* _WHAT THE TASK REQUIRES_
Each line of the data below goes into the copy exactly; pictures do not.

(DATA EXTRACTS)

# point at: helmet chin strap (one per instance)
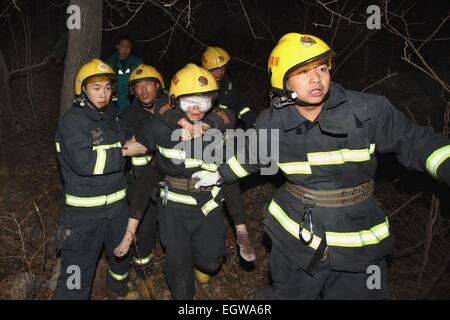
(85, 100)
(289, 98)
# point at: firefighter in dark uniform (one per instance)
(191, 221)
(147, 85)
(327, 230)
(215, 60)
(91, 147)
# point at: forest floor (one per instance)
(31, 201)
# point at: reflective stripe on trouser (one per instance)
(181, 198)
(144, 260)
(95, 201)
(436, 158)
(81, 235)
(338, 239)
(191, 242)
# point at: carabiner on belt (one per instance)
(308, 203)
(165, 192)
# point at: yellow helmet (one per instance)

(End DATA EXTRACTS)

* _ANSWER AREA_
# point at: helmet chin strap (one per instance)
(85, 100)
(289, 98)
# point at: firefighter in dark uniform (one per instance)
(191, 221)
(147, 85)
(327, 230)
(215, 60)
(91, 147)
# point at: forest floor (one per instance)
(31, 201)
# point at: reflective stripe on trouser (one per instance)
(181, 198)
(144, 260)
(95, 201)
(436, 158)
(81, 235)
(338, 239)
(191, 242)
# point at: carabiner on belt (one per instance)
(308, 203)
(165, 192)
# point at: yellow helmet (one per instance)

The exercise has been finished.